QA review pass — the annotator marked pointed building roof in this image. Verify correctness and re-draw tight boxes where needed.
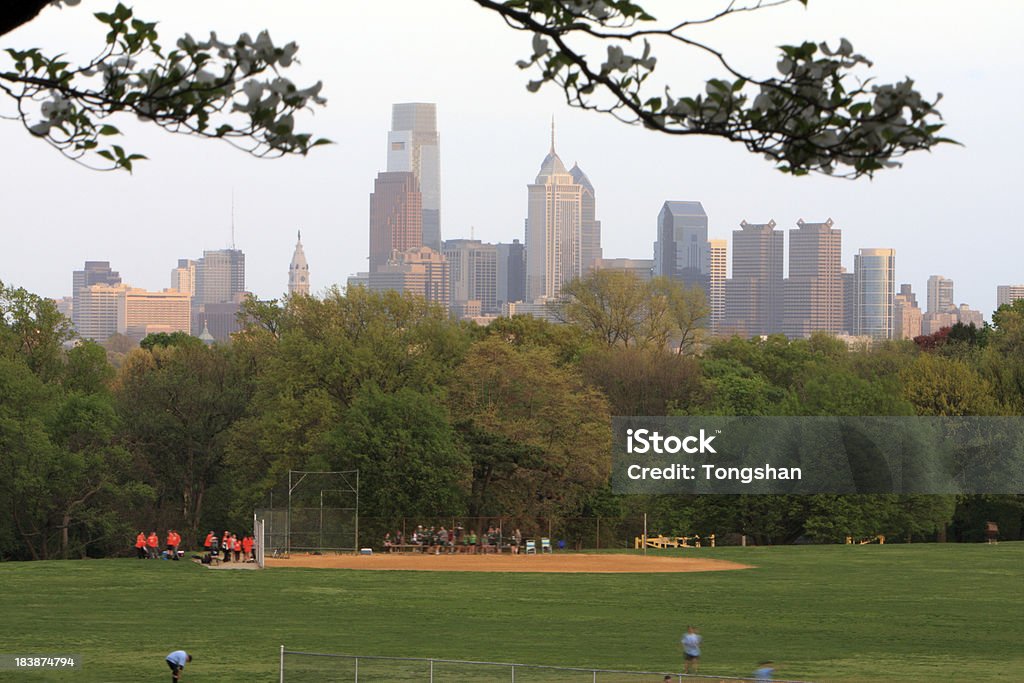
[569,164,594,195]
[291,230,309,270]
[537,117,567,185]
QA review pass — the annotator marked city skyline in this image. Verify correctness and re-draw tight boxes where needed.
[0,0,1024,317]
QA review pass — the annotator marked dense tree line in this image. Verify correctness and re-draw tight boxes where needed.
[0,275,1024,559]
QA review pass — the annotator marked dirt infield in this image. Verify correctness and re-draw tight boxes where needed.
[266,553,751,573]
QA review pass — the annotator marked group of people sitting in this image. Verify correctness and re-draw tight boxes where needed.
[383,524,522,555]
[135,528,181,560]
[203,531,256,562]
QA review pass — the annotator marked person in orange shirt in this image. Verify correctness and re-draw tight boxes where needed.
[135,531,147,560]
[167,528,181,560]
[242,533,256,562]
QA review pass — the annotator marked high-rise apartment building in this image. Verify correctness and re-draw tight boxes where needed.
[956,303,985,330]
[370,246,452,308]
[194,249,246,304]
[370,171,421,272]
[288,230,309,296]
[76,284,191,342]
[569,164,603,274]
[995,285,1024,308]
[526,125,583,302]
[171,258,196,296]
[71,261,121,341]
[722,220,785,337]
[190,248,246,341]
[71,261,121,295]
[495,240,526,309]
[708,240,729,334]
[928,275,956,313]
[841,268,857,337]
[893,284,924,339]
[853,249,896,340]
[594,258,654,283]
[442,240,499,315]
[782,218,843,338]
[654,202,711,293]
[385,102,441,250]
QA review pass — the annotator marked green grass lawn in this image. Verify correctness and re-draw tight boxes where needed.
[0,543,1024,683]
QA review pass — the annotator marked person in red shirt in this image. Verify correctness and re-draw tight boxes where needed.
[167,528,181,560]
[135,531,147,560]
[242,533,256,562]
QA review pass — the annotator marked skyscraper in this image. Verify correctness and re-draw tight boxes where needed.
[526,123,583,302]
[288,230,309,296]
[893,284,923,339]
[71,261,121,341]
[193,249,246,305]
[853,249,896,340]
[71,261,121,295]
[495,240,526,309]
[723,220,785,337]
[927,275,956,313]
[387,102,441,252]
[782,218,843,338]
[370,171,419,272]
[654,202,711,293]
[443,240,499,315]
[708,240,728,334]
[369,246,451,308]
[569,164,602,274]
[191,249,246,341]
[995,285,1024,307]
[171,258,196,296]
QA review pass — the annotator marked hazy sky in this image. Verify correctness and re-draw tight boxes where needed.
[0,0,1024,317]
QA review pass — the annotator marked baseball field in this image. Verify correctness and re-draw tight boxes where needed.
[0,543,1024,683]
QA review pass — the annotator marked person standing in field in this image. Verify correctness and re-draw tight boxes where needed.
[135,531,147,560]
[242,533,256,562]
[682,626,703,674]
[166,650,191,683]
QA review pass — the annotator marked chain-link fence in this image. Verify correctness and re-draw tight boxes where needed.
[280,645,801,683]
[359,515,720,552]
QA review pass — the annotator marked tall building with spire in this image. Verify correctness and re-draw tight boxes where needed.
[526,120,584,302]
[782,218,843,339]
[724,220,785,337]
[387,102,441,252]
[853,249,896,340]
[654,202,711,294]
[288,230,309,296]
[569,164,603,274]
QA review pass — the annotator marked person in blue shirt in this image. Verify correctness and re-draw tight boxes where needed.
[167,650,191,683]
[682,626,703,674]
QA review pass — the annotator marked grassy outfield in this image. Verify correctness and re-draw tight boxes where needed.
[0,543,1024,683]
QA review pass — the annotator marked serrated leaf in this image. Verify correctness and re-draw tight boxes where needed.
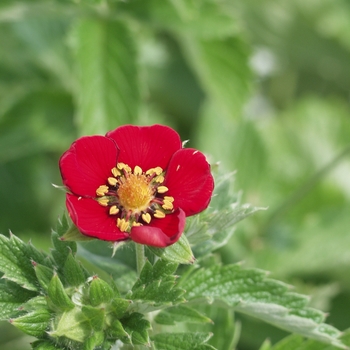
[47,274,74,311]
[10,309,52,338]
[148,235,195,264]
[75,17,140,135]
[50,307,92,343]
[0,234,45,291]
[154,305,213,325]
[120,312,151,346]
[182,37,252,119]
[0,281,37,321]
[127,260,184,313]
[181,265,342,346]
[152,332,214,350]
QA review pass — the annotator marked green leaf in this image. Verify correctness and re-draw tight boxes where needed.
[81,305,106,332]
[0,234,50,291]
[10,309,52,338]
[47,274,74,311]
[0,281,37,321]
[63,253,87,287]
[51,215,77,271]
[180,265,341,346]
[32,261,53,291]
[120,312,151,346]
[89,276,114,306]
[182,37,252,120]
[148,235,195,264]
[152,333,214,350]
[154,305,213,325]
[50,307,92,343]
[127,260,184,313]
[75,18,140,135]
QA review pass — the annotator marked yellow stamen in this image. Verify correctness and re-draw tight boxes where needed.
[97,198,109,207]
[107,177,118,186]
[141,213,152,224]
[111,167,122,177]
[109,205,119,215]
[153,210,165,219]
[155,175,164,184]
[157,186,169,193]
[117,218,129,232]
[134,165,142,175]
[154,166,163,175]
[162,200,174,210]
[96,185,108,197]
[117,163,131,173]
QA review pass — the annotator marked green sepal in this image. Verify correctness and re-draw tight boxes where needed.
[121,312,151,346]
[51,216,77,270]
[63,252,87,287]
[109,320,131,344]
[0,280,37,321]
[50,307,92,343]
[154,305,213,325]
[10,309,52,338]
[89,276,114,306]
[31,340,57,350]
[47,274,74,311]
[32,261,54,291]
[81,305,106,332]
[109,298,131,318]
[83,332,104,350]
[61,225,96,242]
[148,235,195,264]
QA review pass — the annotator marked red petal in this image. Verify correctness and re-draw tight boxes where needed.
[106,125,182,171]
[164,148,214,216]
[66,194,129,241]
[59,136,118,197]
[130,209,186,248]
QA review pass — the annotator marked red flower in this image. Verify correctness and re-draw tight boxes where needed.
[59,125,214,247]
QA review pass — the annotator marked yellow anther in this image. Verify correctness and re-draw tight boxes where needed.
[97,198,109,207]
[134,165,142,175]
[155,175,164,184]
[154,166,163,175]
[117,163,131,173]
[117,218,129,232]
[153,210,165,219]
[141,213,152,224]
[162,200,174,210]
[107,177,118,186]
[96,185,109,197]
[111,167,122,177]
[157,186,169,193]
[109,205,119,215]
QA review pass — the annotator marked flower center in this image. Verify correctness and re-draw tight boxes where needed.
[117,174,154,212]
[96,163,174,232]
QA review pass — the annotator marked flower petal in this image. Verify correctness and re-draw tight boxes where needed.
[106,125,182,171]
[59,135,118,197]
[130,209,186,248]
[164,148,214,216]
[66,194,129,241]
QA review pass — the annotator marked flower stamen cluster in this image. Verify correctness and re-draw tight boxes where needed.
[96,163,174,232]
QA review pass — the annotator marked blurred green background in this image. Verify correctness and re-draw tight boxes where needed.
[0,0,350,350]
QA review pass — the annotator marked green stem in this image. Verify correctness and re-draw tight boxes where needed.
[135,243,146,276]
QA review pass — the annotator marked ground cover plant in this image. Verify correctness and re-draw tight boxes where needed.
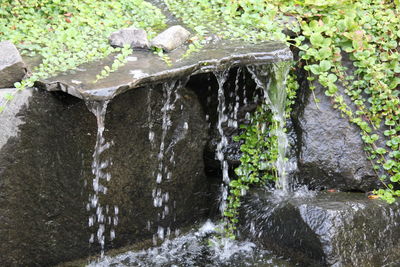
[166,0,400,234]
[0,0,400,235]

☆ ☆ ☆ ☆

WRITTEN PROBLEM: Format the data above as a JSON list of strings, one string per line, with blank lines left out. Leave the pictures out of the list.

TASK RESULT:
[
  "QA review pass — the annotator marked pointed building roof in this image. Verify correctness and re-draw tight boxes where needed.",
  "[569,164,594,195]",
  "[291,230,309,270]",
  "[537,117,567,185]",
  "QA review pass — the annotator marked city skyline in this image. Verify correctness and re-draw tight boxes where needed.",
  "[0,0,1024,317]",
  "QA review pass — the annotator marked dense tree line in this image. Verify correctness and re-draw tight boxes where needed.",
  "[0,275,1024,559]",
  "QA review pass — the annotator marked dirt infield in this image. Verify correctness and re-draw tight boxes where needed.",
  "[266,553,751,573]",
  "QA review pass — the annotator marked group of people sitting in this image. Verify correctness and re-draw tight boxes where needed.",
  "[383,524,522,555]",
  "[135,528,181,560]",
  "[203,531,256,562]",
  "QA review pass — the annotator marked person in orange shirt in this image. Verify correctness and re-draw tight boxes where needed.",
  "[135,531,147,560]",
  "[167,528,181,560]",
  "[242,533,256,562]",
  "QA review pass — the annotator marked high-rise apartment building in this image. Verify correctness and re-draw tight boxes where needed.",
  "[956,303,985,330]",
  "[370,246,452,308]",
  "[194,249,246,304]",
  "[370,171,421,272]",
  "[288,230,309,296]",
  "[76,284,191,342]",
  "[569,164,603,274]",
  "[995,285,1024,308]",
  "[526,125,583,302]",
  "[171,258,196,296]",
  "[71,261,121,341]",
  "[722,220,785,337]",
  "[190,248,246,341]",
  "[71,261,121,295]",
  "[495,240,526,309]",
  "[708,240,729,334]",
  "[928,275,956,313]",
  "[841,268,857,337]",
  "[893,284,924,339]",
  "[853,249,896,340]",
  "[594,258,654,283]",
  "[442,240,499,315]",
  "[782,218,843,338]",
  "[654,202,711,293]",
  "[385,102,441,250]",
  "QA review pass — the annotator marked green grass lawn in this image. Verify correctness and re-draw tight boxes where needed.",
  "[0,543,1024,683]",
  "QA review pass — the annotator marked person in red shirt in this image. Verify correctness and re-draw tight boxes where needed.",
  "[167,528,181,560]",
  "[135,531,147,560]",
  "[242,533,256,562]",
  "QA review pass — the annotator marked skyscraper in this image. Verify correctness and re-draw tight boxes where needed.",
  "[526,123,583,302]",
  "[288,230,309,296]",
  "[893,284,923,339]",
  "[71,261,121,341]",
  "[193,249,246,305]",
  "[853,249,896,340]",
  "[71,261,121,295]",
  "[495,240,526,309]",
  "[723,220,785,337]",
  "[927,275,956,313]",
  "[387,102,441,252]",
  "[782,218,843,338]",
  "[370,171,419,272]",
  "[654,202,711,293]",
  "[443,240,499,315]",
  "[708,240,728,334]",
  "[369,246,451,308]",
  "[569,164,602,274]",
  "[191,249,246,341]",
  "[995,285,1024,307]",
  "[171,258,196,296]",
  "QA review pass — the annotator marked hazy sky in this image. Verify correctness and re-draw tight boxes where needed.",
  "[0,0,1024,317]",
  "QA review pass — the annotator marked baseball field in this image. Verify correctness and re-draw tight boxes where needed.",
  "[0,543,1024,683]",
  "QA review pass — the annotator marked person standing in field in this image. Verify correctness and re-draw tight boxes where needed.",
  "[135,531,147,560]",
  "[242,533,256,562]",
  "[682,626,703,674]",
  "[166,650,191,683]",
  "QA review pass — the annotator marked chain-link fence in this image. Verify correctness and re-draw tight boxes where needed.",
  "[280,645,801,683]",
  "[359,515,720,552]",
  "QA review pass — the annotator marked tall building with spire in this image. Verify correctness and re-draw tight boxes where needed.",
  "[526,120,584,302]",
  "[782,218,843,339]",
  "[724,220,785,337]",
  "[387,102,441,252]",
  "[853,249,896,340]",
  "[654,202,711,294]",
  "[288,230,309,296]",
  "[569,164,603,274]",
  "QA review pass — the annotator marked person in blue shirt in this image. Verify correctness and re-draw tight boxes where needed.",
  "[167,650,191,683]",
  "[682,626,703,674]",
  "QA review pass — the annotator marked grassy outfield in this image. Verify correctness and re-draw tight boxes where needed.",
  "[0,543,1024,683]",
  "QA review pass — the annotator marked serrated leaf in this image. Verify correctness and re-draw tight boxes where needed.",
  "[47,274,74,311]",
  "[10,309,52,338]",
  "[148,235,195,264]",
  "[75,17,140,135]",
  "[50,307,92,343]",
  "[0,234,45,291]",
  "[154,305,213,325]",
  "[120,312,151,346]",
  "[182,37,252,119]",
  "[0,281,37,321]",
  "[127,260,184,313]",
  "[181,265,342,346]",
  "[152,332,214,350]",
  "QA review pass — the annotator marked green leaf in this image. Verify correctness and re-draw tight boxes where needed.",
  "[81,305,106,332]",
  "[0,234,50,291]",
  "[10,309,52,338]",
  "[47,274,74,311]",
  "[0,281,37,321]",
  "[63,253,87,287]",
  "[51,215,77,271]",
  "[180,265,341,346]",
  "[32,261,53,291]",
  "[120,312,151,346]",
  "[89,276,114,306]",
  "[182,37,252,120]",
  "[148,235,195,264]",
  "[152,333,214,350]",
  "[154,305,213,325]",
  "[50,307,92,343]",
  "[127,260,184,313]",
  "[75,18,140,135]",
  "QA review pass — the annotator marked yellow stamen in this image. Verify correctness and re-draw tight boxes where needed.",
  "[97,198,109,207]",
  "[107,177,118,186]",
  "[141,213,152,224]",
  "[111,167,122,177]",
  "[109,205,119,215]",
  "[153,210,165,219]",
  "[155,175,164,184]",
  "[157,186,169,193]",
  "[117,218,129,232]",
  "[134,165,142,175]",
  "[154,166,163,175]",
  "[162,200,174,210]",
  "[96,185,108,197]",
  "[117,163,131,173]",
  "QA review pass — the annotator marked green sepal in this image. Verify correctness and re-draw tight boxes where needed.",
  "[121,312,151,346]",
  "[51,216,77,270]",
  "[63,252,87,287]",
  "[109,320,131,344]",
  "[0,280,37,321]",
  "[50,307,92,343]",
  "[154,305,213,325]",
  "[10,309,52,338]",
  "[89,276,114,306]",
  "[31,340,57,350]",
  "[47,274,74,311]",
  "[32,261,54,291]",
  "[81,305,106,332]",
  "[109,298,131,318]",
  "[83,332,104,350]",
  "[61,225,96,242]",
  "[148,235,195,264]",
  "QA review pass — the annotator marked red petal in this image. Verify correctness and re-draw tight boxes where needed.",
  "[106,125,182,171]",
  "[164,148,214,216]",
  "[66,194,129,241]",
  "[59,136,118,197]",
  "[130,209,186,248]",
  "QA review pass — the annotator marked red flower in this image. Verify correctness and re-draw tight boxes where needed.",
  "[59,125,214,247]",
  "QA review pass — the annotator marked yellow anther in this image. Verify correctness and re-draw tight boxes where needed.",
  "[97,198,109,207]",
  "[134,165,142,175]",
  "[155,175,164,184]",
  "[154,166,163,175]",
  "[117,163,131,173]",
  "[117,218,129,232]",
  "[153,210,165,219]",
  "[141,213,152,224]",
  "[162,200,174,210]",
  "[107,177,118,186]",
  "[96,185,109,197]",
  "[111,167,122,177]",
  "[157,186,169,193]",
  "[109,205,119,215]",
  "QA review pass — the annotator marked flower center in this image. Verify correctness and re-draw tight boxes where needed.",
  "[117,174,154,212]",
  "[96,163,174,232]",
  "QA review pass — the annotator marked flower petal in this image. Verify correctness and re-draw tight boxes where needed.",
  "[106,125,182,171]",
  "[59,135,118,197]",
  "[130,209,186,248]",
  "[164,148,214,216]",
  "[66,194,129,241]",
  "QA review pass — the annotator marked flower stamen cluster in this image. Verify correctness and re-draw tight boxes where needed.",
  "[96,163,174,232]",
  "QA review pass — the annotator marked blurred green background in this image. Verify correctness and re-draw tight boxes where needed.",
  "[0,0,350,350]",
  "QA review pass — the annotator marked green stem in this image. Verify correctness and re-draw tight boxes where needed.",
  "[135,243,146,276]",
  "QA review pass — the annotator marked ground cover plant in this image. Verify correctness and re-draw tight boxes where needed.",
  "[166,0,400,234]",
  "[0,0,400,235]"
]